Objective >> Rewrite every line from the one containing "form: [732, 46]." down to the end of the items, adding 149 to each number in the answer coordinates and leaving all other numbers unchanged.

Rows >>
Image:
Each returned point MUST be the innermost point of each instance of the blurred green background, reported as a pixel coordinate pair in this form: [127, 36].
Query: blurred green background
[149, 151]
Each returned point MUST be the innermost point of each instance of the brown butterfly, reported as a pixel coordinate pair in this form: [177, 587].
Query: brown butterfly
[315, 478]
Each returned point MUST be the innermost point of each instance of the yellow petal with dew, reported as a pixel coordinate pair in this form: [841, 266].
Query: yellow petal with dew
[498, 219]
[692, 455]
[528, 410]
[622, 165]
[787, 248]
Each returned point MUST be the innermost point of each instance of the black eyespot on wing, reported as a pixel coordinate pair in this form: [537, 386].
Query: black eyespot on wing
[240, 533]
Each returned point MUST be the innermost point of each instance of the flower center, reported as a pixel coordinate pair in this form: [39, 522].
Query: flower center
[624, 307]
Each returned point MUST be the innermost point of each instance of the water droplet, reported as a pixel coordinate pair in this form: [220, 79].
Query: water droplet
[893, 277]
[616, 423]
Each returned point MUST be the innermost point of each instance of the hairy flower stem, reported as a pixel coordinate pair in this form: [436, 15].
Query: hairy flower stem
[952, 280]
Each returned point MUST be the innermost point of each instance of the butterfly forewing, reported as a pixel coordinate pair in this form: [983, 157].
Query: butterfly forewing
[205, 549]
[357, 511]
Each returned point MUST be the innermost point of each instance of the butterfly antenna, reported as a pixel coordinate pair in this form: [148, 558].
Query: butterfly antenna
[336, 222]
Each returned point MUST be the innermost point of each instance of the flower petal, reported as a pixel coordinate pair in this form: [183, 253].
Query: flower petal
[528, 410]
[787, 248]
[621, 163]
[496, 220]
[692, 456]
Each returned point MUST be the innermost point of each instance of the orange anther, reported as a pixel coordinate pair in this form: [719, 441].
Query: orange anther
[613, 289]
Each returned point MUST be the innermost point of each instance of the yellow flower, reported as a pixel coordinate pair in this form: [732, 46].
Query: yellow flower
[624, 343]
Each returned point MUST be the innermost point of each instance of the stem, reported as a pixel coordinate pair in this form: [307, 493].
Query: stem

Solved problem >>
Each returned point MUST be the innermost point of each instance of the yellow flower, reported as a pixel coordinate pair in this form: [732, 46].
Query: yellow flower
[773, 492]
Each returned point MUST be the innermost point of each instance of the stem, reported as a pixel coordinate pair in this form: [307, 493].
Query: stem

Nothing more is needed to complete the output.